EXERCISE DETAILS ->
Print the material verbatim, starting at its first line and ending at the line that contains "[[382, 523], [679, 525], [1247, 494], [982, 527]]", including both of those lines.

PROVIDED DATA ->
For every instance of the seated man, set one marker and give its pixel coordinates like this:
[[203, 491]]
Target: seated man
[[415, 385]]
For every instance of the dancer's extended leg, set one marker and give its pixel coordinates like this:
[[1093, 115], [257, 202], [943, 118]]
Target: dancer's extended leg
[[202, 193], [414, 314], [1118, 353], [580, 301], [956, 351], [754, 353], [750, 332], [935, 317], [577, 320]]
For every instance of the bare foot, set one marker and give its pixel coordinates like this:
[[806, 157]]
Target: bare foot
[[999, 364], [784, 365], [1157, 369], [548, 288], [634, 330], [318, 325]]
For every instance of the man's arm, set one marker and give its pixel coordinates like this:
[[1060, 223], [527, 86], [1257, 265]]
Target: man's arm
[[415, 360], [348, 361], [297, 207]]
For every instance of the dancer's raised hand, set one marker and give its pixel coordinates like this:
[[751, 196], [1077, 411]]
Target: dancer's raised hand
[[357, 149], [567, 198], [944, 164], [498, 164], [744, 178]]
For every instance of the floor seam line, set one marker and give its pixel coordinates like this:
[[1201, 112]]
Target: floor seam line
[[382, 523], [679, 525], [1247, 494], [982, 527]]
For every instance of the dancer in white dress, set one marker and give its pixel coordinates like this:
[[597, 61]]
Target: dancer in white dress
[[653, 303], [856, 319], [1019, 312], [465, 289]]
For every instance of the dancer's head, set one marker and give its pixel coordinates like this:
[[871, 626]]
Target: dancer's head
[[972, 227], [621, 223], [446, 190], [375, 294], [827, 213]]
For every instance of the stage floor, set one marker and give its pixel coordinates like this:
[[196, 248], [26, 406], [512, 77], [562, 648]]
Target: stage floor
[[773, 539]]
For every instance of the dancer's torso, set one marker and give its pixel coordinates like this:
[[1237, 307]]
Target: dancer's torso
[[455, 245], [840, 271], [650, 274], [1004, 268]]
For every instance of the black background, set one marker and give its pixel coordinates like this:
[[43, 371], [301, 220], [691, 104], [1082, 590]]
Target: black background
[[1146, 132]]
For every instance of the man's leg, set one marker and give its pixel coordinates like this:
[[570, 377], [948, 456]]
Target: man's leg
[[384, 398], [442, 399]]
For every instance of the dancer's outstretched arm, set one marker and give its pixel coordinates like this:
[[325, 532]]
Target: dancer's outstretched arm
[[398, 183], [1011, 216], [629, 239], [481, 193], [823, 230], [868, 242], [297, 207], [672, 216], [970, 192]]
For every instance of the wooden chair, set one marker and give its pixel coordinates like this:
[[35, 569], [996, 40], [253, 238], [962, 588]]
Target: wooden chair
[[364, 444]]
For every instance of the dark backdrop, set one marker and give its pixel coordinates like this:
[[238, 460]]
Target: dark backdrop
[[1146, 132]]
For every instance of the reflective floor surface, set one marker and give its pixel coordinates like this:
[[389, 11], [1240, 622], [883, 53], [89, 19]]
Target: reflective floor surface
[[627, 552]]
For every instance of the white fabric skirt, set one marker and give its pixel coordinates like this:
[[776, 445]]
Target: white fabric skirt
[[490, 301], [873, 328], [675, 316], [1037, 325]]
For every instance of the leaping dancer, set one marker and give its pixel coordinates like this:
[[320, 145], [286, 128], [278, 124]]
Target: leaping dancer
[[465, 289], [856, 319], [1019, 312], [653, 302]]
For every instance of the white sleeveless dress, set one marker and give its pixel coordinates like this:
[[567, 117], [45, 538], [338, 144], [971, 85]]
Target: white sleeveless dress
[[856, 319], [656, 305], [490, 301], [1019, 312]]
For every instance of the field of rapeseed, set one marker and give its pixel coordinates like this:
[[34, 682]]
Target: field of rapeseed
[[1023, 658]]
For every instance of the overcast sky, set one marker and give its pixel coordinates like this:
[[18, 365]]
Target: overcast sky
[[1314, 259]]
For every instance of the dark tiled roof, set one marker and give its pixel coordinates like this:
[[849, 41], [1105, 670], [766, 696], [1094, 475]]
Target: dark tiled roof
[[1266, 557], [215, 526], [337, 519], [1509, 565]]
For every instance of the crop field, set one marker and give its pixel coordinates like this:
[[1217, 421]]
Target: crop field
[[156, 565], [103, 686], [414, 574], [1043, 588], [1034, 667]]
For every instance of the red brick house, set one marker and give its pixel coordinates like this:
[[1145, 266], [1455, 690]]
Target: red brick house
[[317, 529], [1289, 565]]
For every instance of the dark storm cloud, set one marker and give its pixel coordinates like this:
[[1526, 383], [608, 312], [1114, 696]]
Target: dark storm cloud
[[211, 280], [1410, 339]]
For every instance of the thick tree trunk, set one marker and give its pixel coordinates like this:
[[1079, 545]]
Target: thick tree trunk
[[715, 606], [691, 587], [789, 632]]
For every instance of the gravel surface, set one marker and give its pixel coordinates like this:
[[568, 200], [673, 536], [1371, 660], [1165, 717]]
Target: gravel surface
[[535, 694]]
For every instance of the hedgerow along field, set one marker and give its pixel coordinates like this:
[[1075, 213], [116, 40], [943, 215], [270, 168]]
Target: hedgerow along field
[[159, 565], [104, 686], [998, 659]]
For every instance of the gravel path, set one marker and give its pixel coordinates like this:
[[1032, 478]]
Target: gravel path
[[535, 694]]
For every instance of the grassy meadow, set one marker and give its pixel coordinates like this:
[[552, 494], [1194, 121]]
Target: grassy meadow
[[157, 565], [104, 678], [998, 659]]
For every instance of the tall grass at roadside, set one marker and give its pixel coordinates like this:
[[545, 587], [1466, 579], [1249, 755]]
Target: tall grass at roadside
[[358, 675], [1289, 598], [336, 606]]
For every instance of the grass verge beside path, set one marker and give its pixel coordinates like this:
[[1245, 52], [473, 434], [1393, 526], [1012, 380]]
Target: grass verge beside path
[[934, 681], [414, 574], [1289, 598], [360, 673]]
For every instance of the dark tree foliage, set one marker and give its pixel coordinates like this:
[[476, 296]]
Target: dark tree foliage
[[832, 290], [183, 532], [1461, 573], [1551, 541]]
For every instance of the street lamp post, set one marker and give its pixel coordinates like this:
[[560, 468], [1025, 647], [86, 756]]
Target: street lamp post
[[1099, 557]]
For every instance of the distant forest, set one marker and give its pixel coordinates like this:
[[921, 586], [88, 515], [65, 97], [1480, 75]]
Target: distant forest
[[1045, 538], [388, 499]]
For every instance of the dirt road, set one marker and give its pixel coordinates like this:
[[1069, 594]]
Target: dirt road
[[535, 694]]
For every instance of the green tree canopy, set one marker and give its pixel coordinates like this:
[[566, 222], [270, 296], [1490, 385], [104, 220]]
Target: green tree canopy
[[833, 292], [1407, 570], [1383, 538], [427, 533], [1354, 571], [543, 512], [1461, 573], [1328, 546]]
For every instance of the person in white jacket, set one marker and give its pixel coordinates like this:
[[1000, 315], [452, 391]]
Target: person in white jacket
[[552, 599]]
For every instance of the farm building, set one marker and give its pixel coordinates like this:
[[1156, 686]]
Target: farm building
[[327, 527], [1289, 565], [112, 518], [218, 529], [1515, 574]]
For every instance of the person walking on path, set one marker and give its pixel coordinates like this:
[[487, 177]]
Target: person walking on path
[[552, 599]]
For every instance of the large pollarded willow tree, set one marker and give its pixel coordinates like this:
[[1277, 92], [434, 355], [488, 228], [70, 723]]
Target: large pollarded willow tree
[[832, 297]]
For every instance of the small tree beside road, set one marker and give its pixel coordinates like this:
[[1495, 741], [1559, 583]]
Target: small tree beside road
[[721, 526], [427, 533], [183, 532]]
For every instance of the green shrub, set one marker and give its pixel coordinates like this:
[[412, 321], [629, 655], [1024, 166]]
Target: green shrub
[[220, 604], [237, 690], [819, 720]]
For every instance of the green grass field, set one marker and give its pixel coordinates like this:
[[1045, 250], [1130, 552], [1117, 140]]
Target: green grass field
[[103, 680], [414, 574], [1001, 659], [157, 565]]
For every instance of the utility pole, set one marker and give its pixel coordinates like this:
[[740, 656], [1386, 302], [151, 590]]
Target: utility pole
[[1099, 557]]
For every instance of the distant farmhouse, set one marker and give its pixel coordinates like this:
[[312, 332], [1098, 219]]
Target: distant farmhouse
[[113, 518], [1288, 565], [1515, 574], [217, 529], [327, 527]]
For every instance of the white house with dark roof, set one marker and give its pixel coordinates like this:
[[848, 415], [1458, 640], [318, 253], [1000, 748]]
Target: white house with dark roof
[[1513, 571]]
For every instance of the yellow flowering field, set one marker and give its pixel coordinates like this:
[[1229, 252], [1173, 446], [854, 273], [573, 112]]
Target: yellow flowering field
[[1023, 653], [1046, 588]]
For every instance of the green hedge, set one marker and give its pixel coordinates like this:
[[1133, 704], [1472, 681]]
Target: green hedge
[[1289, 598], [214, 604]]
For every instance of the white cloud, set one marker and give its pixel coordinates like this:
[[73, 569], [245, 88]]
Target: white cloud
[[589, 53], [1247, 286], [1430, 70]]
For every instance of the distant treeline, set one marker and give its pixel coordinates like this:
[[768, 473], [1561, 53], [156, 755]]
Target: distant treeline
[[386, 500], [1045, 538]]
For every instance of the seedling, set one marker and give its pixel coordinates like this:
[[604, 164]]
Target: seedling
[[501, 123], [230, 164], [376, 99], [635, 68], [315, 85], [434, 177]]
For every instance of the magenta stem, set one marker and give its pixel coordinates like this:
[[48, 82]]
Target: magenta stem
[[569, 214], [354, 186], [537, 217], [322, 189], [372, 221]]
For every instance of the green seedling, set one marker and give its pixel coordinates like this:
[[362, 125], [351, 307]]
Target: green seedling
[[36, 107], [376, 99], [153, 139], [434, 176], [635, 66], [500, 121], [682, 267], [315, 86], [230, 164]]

COMPLETED TASK ->
For every instance of the seated man, set one marker and give its pixel coordinates like this:
[[203, 491]]
Target: seated man
[[415, 385]]
For every instance of the dancer's extended leg, set one marker and give its pixel coordinates like this:
[[1093, 115], [257, 202], [943, 118]]
Target: dancer's extended leg
[[202, 193], [414, 314], [1118, 353], [580, 301], [956, 351], [754, 353], [750, 332], [935, 317], [577, 320]]
For every instance of the bare foot, set one marker and give its pixel coordinates like this:
[[806, 157]]
Target: bare foot
[[999, 364], [784, 365], [1157, 369], [548, 288], [634, 330], [318, 325]]
For every instance of the man's arm, set one marker and give its pixel coordinates like this:
[[1060, 223], [527, 86], [1257, 265]]
Target: man's arm
[[415, 360], [348, 361], [297, 207]]
For every instance of the dancer's raised hand, set one marker and give its pixel coordinates like this:
[[751, 196], [1077, 411]]
Target: dancer's raised hand
[[357, 149], [567, 198], [944, 164], [498, 164], [744, 178]]
For every instance of the floor seam line, set one marker and give its pixel coordinates like this:
[[1201, 112]]
Target: floor seam line
[[382, 523], [679, 525], [1247, 494], [982, 527]]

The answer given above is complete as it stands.